[WHAT THE EXERCISE ASKS]: Carry on the figure legends on protein changes in Alzheimer's disease, starting right after their last line.

(PAGE EXTRACT begins)

Fig. 4. Proteins present in neuropathological lesions.

A, B Comparison of proteins enriched and depleted in neuropathological lesions in AD respectively. Boxes specify proteins enriched in multiple lesions; text colour indicates whether proteins are consistently increased (orange), consistently decreased (blue), inconsistently altered (green) in ≥5 bulk tissue studies. Black text indicates proteins either unaltered or altered in <5 studies of AD bulk tissue. C, D Top enriched GO terms (cellular component) for enriched proteins in amyloid plaques (C) and neurofibrillary tangles (D). Node size shows the number of lesion-enriched proteins associated with a GO term. E Breakdown of directional changes of lesion-enriched proteins in AD bulk tissue. Proteins were increased/decreased if they were consistently altered in ≥5 bulk tissue studies. Proteins were inconsistent if they were inconsistently altered in ≥5 bulk tissue studies. Proteins were unaltered if they were altered in <5 studies of AD bulk tissue. NFTs neurofibrillary tangles, CAA cerebral amyloid angiopathy.

Fig. 5. Comparison of protein changes in early-stage and advanced AD.

A Filtering method used to identify high-confidence early-stage and advanced AD protein changes. Proteins that were consistently altered in the same direction in each of the three AD clinical stages were identified (DEPs). Inconsistent proteins within a clinical stage were removed. Preclinical AD and MCI were combined to generate an early AD group. Pie charts specify the number of proteins that are increased/decreased in AD vs controls. Protein changes were filtered to identify high-confidence protein changes in early-stage and advanced AD (altered in ≥5 bulk tissue studies). B GO term (cellular component) network clusters, mapped to show clusters of similar GO terms which were manually annotated to show the overarching cellular component linked to major clusters of GO terms. Each node represents a unique GO term. Node colour shows the proportion of proteins for each enriched GO term that were altered in early-stage AD (blue) and advanced AD (orange). AD Alzheimer’s disease, MCI mild cognitive impairment, DEPs differently expressed proteins.

Fig. 6. Comparison of protein changes in vulnerable and resistant brain regions.

(PAGE EXTRACT ends)
(DATA SUPPLIED begins)

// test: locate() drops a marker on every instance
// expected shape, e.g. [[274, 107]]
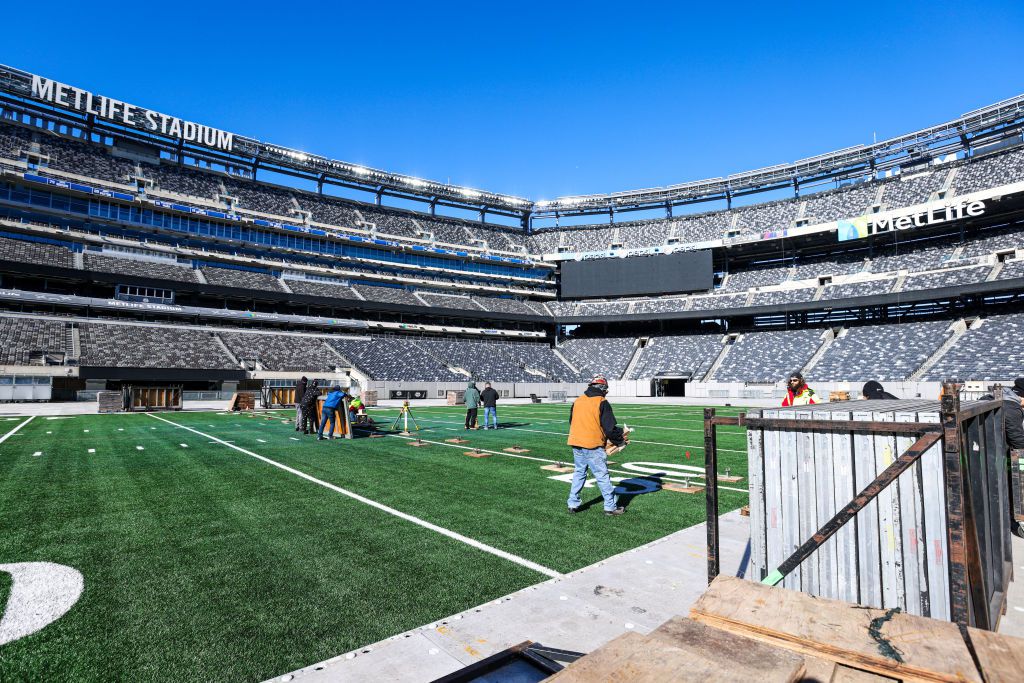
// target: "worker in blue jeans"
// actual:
[[331, 404], [591, 425], [489, 399]]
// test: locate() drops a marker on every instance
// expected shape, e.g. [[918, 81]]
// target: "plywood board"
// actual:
[[1000, 657], [897, 644]]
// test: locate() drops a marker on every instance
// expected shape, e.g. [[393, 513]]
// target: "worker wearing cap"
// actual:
[[798, 392], [591, 425]]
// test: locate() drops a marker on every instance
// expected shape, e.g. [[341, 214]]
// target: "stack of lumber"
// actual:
[[242, 400], [110, 401], [743, 631]]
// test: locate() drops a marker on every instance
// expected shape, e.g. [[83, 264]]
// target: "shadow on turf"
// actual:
[[643, 483]]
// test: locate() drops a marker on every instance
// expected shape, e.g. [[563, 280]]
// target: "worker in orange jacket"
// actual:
[[592, 424], [798, 392]]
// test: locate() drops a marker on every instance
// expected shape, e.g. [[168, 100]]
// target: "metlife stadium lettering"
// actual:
[[864, 225], [123, 113]]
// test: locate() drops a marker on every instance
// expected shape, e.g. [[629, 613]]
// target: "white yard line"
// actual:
[[631, 473], [14, 430], [632, 440], [380, 506]]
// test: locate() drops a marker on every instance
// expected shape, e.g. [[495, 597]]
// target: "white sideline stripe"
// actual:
[[14, 430], [695, 475], [380, 506]]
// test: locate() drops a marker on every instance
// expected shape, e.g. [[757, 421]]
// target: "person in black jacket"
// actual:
[[300, 392], [489, 399], [309, 408], [1013, 414], [873, 391]]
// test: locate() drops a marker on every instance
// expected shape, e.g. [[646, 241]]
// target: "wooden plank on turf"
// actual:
[[890, 520], [903, 645], [1000, 657], [665, 657], [756, 509], [844, 491], [844, 674], [740, 658], [868, 552], [671, 485]]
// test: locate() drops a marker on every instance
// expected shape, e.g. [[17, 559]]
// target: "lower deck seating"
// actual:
[[23, 251], [114, 345], [283, 352], [22, 338], [882, 352], [599, 356]]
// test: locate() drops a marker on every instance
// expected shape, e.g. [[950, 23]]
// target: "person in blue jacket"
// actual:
[[331, 407]]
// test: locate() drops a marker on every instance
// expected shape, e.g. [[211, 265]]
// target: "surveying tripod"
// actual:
[[403, 417]]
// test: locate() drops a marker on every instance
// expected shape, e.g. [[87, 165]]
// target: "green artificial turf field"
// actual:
[[203, 562]]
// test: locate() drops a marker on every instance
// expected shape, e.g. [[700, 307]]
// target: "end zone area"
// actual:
[[226, 546]]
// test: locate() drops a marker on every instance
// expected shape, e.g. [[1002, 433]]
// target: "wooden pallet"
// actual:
[[740, 630]]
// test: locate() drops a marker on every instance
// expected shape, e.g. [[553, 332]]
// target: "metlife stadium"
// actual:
[[148, 257]]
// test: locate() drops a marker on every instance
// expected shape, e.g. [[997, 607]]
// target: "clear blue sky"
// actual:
[[534, 99]]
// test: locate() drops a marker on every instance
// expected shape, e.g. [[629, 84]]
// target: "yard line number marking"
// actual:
[[380, 506], [14, 430]]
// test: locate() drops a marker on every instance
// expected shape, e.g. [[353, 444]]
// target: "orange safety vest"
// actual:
[[805, 397], [585, 430]]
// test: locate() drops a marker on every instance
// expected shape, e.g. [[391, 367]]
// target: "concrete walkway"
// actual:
[[636, 591]]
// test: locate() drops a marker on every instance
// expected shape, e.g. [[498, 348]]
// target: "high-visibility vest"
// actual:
[[585, 430]]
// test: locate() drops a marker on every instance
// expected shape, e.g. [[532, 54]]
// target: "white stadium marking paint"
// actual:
[[40, 594], [379, 506], [14, 430]]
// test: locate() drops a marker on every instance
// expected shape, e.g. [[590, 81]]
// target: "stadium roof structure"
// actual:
[[30, 94]]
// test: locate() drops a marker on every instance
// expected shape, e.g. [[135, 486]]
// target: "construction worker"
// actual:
[[798, 392], [592, 424], [472, 404]]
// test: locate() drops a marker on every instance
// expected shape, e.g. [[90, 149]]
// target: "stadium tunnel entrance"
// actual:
[[670, 384]]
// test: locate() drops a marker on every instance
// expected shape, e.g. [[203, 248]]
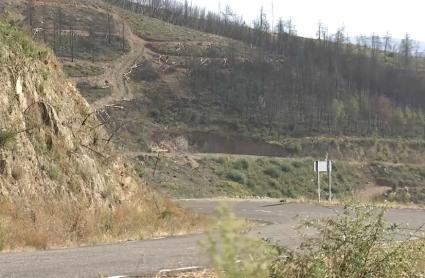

(DATA SUPPLIED ends)

[TASK RESPONSE]:
A Filtering methodology used to identify high-confidence protein changes observed in vulnerable and resistant brain regions. Proteins were only considered high-confidence protein changes if they were altered in ≥5 bulk tissue studies. B distribution of protein changes into five types of protein changes: proteins increased (red) or decreased (yellow) in vulnerable regions only, proteins increased (green) or decreased (blue) in both vulnerable and resistant regions, proteins increased in resistant regions and decreased in vulnerable regions (purple). Proteins with the highest total NeuroPro score in each group are specified. AD: Alzheimer’s disease.

Fig. 7. Proposed pre-neuropathology protein changes.

A High-confidence protein changes were mapped to three successive phases of the disease: pre-neuropathology phase, early AD phase and advanced AD phase. The 64 proposed pre-neuropathology protein changes are identified by gene IDs. Text size reflects the total number of studies each protein has been reported to be significantly altered in (i.e. NeuroPro score). Orange text: proteins consistently increased in AD vs controls; blue text: proteins consistently decreased in AD vs controls. B 24 pre-neuropathology protein changes were synaptic proteins. Schematic highlights simplified key locations of each of these 24 altered proteins based on GO terms, noting the caveat that many of these proteins have multiple functions and locations within the synapse, which is not represented here. Twenty-two synaptic proteins were downregulated (blue text), while two synaptic proteins were upregulated (orange text). * indicates proteins that are reported to be located in both the pre- and post-synapse. For simplification, each protein is only highlighted once in either the pre- or post-synapse. AD Alzheimer’s disease.